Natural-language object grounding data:
/---

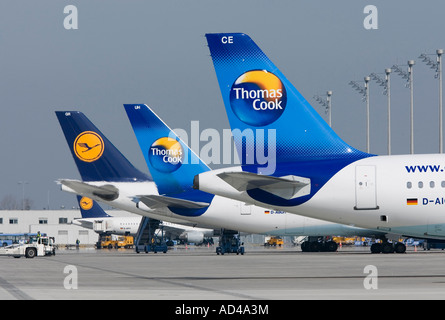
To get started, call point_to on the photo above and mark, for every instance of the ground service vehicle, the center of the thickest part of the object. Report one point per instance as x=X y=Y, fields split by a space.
x=229 y=242
x=41 y=246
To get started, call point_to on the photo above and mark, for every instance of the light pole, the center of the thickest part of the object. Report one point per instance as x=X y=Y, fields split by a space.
x=388 y=95
x=23 y=192
x=410 y=71
x=409 y=77
x=367 y=79
x=437 y=65
x=327 y=103
x=364 y=91
x=385 y=83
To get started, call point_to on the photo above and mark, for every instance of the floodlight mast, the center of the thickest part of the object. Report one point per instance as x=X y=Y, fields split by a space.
x=367 y=79
x=409 y=77
x=410 y=71
x=388 y=95
x=364 y=91
x=437 y=66
x=385 y=83
x=327 y=104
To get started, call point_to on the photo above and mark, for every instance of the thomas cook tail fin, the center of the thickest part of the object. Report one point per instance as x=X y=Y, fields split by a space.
x=258 y=96
x=97 y=159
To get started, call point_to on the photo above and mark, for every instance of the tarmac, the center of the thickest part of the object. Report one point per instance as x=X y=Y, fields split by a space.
x=197 y=273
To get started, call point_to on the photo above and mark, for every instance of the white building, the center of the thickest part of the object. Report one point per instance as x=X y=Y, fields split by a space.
x=55 y=223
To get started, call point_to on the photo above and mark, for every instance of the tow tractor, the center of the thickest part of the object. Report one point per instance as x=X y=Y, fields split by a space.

\---

— WORK REQUIRED —
All of the entries above must be reproduced exactly, and no image may be included.

— RESPONSE TO THIS EXERCISE —
To get started, call point_to on the photo above and mark, for every instance of the ground service vehicle, the center of the thickest part of the object. Report one point per instance as x=X y=Y, fields split by a space.
x=229 y=242
x=41 y=246
To get started, call point_to on the photo above and mark, for every instance of the light pole, the center of the thickest part of the object. Report one point per instance as x=X y=Y, fields split by a space.
x=388 y=95
x=23 y=192
x=410 y=71
x=409 y=77
x=367 y=79
x=437 y=65
x=327 y=103
x=364 y=91
x=385 y=83
To get started, call point_to on the photo above and mark, for every instance of the floodlight mast, the center of the thickest part of the object. Report one point per instance as x=X y=Y, fields split by a space.
x=367 y=79
x=409 y=77
x=410 y=71
x=388 y=95
x=364 y=91
x=437 y=66
x=385 y=83
x=327 y=104
To get started, call point_to on the photo above and mark, for every instance of the thomas cook tail fin, the center of the thickest part of the object. Report one point per instance as x=X y=Y, fields split by a space.
x=258 y=96
x=97 y=159
To get started, call point_to on the photo above and mark, for every instance of the tarmac, the center of the thickest part of the object. Report one point per instance as x=X y=Y, fields split by a space.
x=197 y=273
To get started, call point_to on the photo above and mark, for every instance of the white building, the center of the thickest part of the object. Report one point per instance as x=X y=Y, fields split by a space.
x=55 y=223
To get started, call point_to on the photo above and mark, for every instance of the tow tractor, the center of the thickest part of the object. Report one point per instance as x=X y=Y, fields split by a space.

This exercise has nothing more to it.